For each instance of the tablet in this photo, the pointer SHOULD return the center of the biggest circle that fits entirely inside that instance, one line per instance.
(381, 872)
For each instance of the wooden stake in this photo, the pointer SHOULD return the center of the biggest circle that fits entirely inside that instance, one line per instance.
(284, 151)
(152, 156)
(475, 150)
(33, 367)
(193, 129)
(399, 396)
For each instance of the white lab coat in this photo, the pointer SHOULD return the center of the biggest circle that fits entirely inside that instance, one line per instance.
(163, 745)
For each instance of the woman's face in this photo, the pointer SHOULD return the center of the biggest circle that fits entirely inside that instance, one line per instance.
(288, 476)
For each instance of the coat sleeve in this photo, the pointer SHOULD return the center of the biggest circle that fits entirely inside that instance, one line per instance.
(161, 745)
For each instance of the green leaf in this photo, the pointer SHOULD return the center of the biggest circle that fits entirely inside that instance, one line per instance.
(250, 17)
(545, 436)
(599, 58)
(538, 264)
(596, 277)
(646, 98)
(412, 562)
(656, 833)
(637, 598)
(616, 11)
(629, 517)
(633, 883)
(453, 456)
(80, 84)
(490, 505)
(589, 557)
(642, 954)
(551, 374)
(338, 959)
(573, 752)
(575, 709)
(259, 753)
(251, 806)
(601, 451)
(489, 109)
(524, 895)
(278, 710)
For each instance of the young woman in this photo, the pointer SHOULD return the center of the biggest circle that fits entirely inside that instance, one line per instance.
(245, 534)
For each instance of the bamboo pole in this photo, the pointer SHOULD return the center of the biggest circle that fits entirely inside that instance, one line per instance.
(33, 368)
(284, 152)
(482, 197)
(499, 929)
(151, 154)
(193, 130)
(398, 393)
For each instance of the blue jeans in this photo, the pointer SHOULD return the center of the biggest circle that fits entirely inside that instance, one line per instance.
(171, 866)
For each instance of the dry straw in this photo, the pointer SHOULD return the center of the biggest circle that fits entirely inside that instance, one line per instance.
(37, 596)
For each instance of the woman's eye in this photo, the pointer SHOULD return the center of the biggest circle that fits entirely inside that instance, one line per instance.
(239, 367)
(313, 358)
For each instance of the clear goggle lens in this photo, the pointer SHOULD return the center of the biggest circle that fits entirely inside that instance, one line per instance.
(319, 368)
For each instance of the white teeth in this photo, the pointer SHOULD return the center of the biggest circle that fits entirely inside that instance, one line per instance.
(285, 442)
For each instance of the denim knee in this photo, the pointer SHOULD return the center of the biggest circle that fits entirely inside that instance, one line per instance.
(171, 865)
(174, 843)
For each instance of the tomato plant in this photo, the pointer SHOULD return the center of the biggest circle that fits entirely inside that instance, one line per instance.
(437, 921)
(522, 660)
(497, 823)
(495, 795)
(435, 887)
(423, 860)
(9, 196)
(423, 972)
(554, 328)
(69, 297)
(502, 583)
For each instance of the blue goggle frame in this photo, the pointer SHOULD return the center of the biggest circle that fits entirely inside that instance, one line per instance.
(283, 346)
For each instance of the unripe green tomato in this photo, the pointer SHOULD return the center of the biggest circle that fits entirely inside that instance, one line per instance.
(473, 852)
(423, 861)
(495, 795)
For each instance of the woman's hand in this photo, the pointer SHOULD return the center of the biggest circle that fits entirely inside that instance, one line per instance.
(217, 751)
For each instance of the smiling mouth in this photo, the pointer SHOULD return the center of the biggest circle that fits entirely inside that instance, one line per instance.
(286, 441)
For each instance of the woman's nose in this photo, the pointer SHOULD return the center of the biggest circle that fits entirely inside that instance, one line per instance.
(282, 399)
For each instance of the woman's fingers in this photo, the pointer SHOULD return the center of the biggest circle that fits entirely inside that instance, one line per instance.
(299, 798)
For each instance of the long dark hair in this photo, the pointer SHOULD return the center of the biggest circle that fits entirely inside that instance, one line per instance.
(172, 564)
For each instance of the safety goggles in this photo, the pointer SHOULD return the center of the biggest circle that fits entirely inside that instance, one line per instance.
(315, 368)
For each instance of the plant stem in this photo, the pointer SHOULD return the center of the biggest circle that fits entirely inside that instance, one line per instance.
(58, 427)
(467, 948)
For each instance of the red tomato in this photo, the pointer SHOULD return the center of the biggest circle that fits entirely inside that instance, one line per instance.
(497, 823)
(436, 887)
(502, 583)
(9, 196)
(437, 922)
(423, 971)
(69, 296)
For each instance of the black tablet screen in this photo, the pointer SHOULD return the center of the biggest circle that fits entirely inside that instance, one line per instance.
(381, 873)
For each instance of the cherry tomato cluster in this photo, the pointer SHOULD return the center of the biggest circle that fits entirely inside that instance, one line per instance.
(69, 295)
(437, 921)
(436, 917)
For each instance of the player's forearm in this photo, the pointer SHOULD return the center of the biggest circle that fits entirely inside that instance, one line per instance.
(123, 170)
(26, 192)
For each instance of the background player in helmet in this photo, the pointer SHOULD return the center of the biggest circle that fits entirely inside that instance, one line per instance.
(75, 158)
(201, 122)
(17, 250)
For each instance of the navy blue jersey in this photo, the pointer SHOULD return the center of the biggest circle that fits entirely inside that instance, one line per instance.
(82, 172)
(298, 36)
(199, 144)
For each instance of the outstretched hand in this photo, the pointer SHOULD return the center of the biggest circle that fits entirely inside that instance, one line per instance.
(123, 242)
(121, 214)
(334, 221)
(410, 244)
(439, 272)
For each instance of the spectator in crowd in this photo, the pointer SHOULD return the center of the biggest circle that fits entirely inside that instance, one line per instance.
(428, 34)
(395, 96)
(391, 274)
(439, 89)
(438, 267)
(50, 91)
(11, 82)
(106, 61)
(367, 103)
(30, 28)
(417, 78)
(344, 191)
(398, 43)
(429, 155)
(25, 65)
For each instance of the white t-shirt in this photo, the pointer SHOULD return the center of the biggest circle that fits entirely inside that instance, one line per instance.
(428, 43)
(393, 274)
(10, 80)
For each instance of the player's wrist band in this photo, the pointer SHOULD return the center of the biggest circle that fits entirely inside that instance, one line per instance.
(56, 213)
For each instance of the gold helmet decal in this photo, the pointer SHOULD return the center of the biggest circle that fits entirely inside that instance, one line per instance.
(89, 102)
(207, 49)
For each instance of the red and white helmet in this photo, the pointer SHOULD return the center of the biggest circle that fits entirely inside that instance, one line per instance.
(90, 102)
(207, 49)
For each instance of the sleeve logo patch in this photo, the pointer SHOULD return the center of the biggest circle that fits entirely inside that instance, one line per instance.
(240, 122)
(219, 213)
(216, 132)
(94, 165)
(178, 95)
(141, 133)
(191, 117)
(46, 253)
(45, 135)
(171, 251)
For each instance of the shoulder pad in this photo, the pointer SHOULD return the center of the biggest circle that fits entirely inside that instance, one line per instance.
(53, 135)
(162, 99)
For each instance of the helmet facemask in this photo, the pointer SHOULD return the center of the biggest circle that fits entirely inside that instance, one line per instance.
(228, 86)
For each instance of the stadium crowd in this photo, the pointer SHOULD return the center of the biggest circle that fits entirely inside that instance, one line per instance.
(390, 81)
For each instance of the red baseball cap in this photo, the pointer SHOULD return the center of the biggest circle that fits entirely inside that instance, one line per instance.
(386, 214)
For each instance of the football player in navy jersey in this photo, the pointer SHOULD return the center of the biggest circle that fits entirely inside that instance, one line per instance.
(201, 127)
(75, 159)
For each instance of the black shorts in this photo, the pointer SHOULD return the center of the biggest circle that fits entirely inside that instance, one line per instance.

:::

■ WRITTEN EXERCISE: All of the material must be reproduced exactly.

■ WRITTEN REPLY:
For each instance of the tablet in this photo, the pointer SHOULD return the center of the biggest circle that fits entirely inside that instance, one line per instance.
(381, 872)
For each instance of the wooden stake in this photo, the pointer SHOULD return the center of the biggest circle that fits entirely inside that instance, one line per instance.
(284, 151)
(152, 156)
(475, 150)
(33, 367)
(193, 129)
(399, 396)
For each instance of the white lab coat in this photo, the pointer SHOULD return the center of the biggest circle that fits entirely inside that instance, one line per instance.
(163, 745)
For each instance of the woman's face in this photo, the pointer SHOULD return the center of the biggest circle that fits entirely inside that instance, one line per instance.
(288, 476)
For each instance of the coat sleeve in this photo, the pointer SHOULD return the center of the biggest circle that fits entirely inside that instance, one line per instance.
(161, 745)
For each instance of the green leaf in this photo, the pointer SHOULD return the center of the biggest circle that fits entirely inside that instance, one line per instance.
(250, 17)
(545, 436)
(599, 58)
(538, 264)
(596, 277)
(646, 98)
(412, 562)
(656, 833)
(637, 598)
(616, 11)
(629, 517)
(633, 883)
(453, 456)
(80, 84)
(490, 505)
(589, 557)
(642, 954)
(551, 374)
(338, 959)
(573, 752)
(575, 709)
(259, 753)
(251, 806)
(601, 451)
(489, 109)
(524, 895)
(278, 710)
For each instance of the young woman in this photo, the pointer SHOULD return the center of the biggest circle that fits entirely inside that instance, one line per instance.
(245, 534)
For each instance of the bamboo pole in this photo, the pointer SHOULD return the center of the biggest circle that fits entirely inside that instance, one line per instance.
(33, 368)
(284, 152)
(482, 197)
(499, 929)
(151, 154)
(193, 130)
(398, 393)
For each instance of the blue jeans in this photo, the pointer SHOULD return the center of the biggest circle that fits entirely inside that instance, one line per instance.
(171, 866)
For each instance of the dry straw in this photo, the pointer SHOULD return the center of the biggest circle that fits entirely inside that instance, one line per instance.
(37, 596)
For each instance of the woman's eye in this photo, the pointer SHOULD return the center of the biggest circle that fits entirely inside that instance, one line per instance.
(239, 367)
(313, 358)
For each instance of the clear goggle lens in this photo, the pointer SHOULD return the center of the biggest circle that fits entirely inside that instance, one line per instance.
(319, 368)
For each instance of the white teeth in this photo, the pointer SHOULD return the center of the biggest circle that fits entirely inside that instance, one line per instance.
(285, 442)
For each instance of the denim knee in this photo, the pointer SHOULD return the center of the biggest circle that fits entirely inside that instance, one line per instance.
(171, 865)
(174, 843)
For each instance of the tomato plant in this photo, the pointer SHOULD return the center of the biggest circle that fits entirely inside that instance, one line per instance.
(437, 921)
(522, 660)
(497, 823)
(495, 795)
(435, 887)
(423, 860)
(9, 196)
(423, 972)
(554, 328)
(69, 297)
(502, 583)
For each instance of the blue goggle frame in this photo, the pointer SHOULD return the center of the biggest circle that fits entirely inside that instance, one line per instance.
(283, 346)
For each instance of the unripe green tomato in this photo, the pointer SHOULD return the center of the biggest circle that fits entirely inside that instance, one line per instance.
(473, 852)
(423, 861)
(495, 795)
For each instance of the woman's hand in this photo, the pointer SHOULD return the center of the biggest circle that fits entirely inside that instance, one line per instance.
(217, 751)
For each instance of the smiling mouth in this photo, the pointer SHOULD return the center of the biggest circle that fits entirely inside that instance, one line per instance.
(286, 441)
For each instance of the woman's nose in this photo, the pointer SHOULD return the center of the biggest circle that fits entirely inside that instance, one line per instance.
(282, 399)
For each instance of the woman's fingers in this photo, the pointer SHOULD return the center of the biggest circle that fits entirely inside that instance, one line per instance.
(299, 798)
For each instance of the long dark hair in this photo, the pointer SHOULD return the center of the biggest circle that fits entirely inside that instance, one line per instance.
(172, 564)
For each instance of the safety goggles in this photo, the pointer SHOULD return the center of the biggest circle that fits entirely inside that instance, one line per instance.
(315, 368)
For each instance of the plant stem in this photo, the pointer SHOULD return the center of the biggest circle that fits entirely inside that instance, one line per instance.
(58, 427)
(467, 948)
For each instance of the red tomato in this photo, the pointer SHOULD return the center of the biggest circle that fits entirely inside that instance, one line per instance.
(497, 823)
(436, 887)
(502, 583)
(9, 196)
(437, 922)
(423, 971)
(69, 296)
For each instance of the black tablet screen in this photo, the pointer SHOULD return the center of the biggest circle that fits entirely inside that instance, one line per instance.
(381, 873)
For each instance of the cherry tomato cluster in this photo, the pointer SHOULD return the center of the biggest circle that fits entirely inside that instance, one line per instance.
(69, 295)
(437, 921)
(436, 917)
For each instance of the player's forearm in this photo, the pointer SHOULD return the center of the biggest circle that fits entirely inside that instance, one line per instance.
(123, 170)
(26, 192)
For each instance of the background player in helmet in this photo, the pointer SHOULD return the center of the biggest circle that fits entirely inside that instance, one line per instance.
(75, 158)
(201, 122)
(17, 250)
For each instance of the navy blue jersey in this photo, the pointer SHOULD return the center of the biggest circle that fits entirely inside that instance, one line per instance.
(82, 172)
(298, 36)
(199, 144)
For each instance of the outstretched hand in this photo, the pointer SHOULD return the center of the biggest circle that fits entirely inside that instance, one line per instance.
(123, 242)
(121, 214)
(334, 221)
(410, 244)
(439, 272)
For each instance of the spectator in crowd in this photo, the pointer SHOULD return the center of the biggest circle that fits entirely inside that instance, one line per instance.
(428, 34)
(395, 96)
(391, 274)
(439, 89)
(438, 267)
(50, 91)
(11, 82)
(106, 61)
(367, 103)
(30, 28)
(417, 78)
(344, 191)
(398, 43)
(429, 155)
(25, 65)
For each instance of the white t-shirt in this photo, the pointer SHOULD return the center of the biggest circle that fits entirely inside that instance, one line per instance.
(428, 43)
(393, 274)
(10, 80)
For each instance of the player's wrist band in this photo, the pointer SHOULD return the center of the biggest circle that fits entirely inside that instance, one line per instance.
(56, 213)
For each instance of the gold helmet decal in this photo, the pointer SHOULD return the center of the biggest circle that fits entirely inside that instance, one line per instance.
(89, 102)
(207, 49)
For each instance of the red and white helmet in this photo, the pointer SHOULD return the center of the biggest circle that fits entirely inside that instance, one line per instance.
(90, 102)
(207, 49)
For each instance of the sleeve logo patch in this photo, the pointer SHOULD return the center of the biggest circle that fits entirely inside that instance, one line per instance.
(240, 122)
(219, 213)
(216, 132)
(94, 165)
(178, 95)
(141, 133)
(191, 117)
(46, 253)
(45, 135)
(171, 251)
For each instance of the shoulder pad in this photo, the pointer SHOULD return the center of the biggest circle that fits entirely inside that instance, one line per instance.
(53, 135)
(162, 99)
For each instance of the helmet facemask in this photo, the pointer SHOULD return the center of the biggest circle that fits entirely inside that instance, one line per instance.
(228, 86)
For each instance of the stadium crowd in this photo, the pointer SHOULD return the center of the biggest circle that fits entirely inside that instance, one line per instance.
(390, 81)
For each instance of the red baseball cap in this photo, the pointer SHOULD return the center of the biggest circle that fits entirely inside that instance, one line per instance.
(386, 214)
For each instance of the football player in navy jersey in this photo, the pointer SHOULD return the center of the biggest circle that fits entirely inside that instance, one line per instance.
(201, 127)
(75, 159)
For each instance of the black shorts in this photo, the pointer SHOULD return the center of the biggest circle that fits entirely inside that instance, one line per instance.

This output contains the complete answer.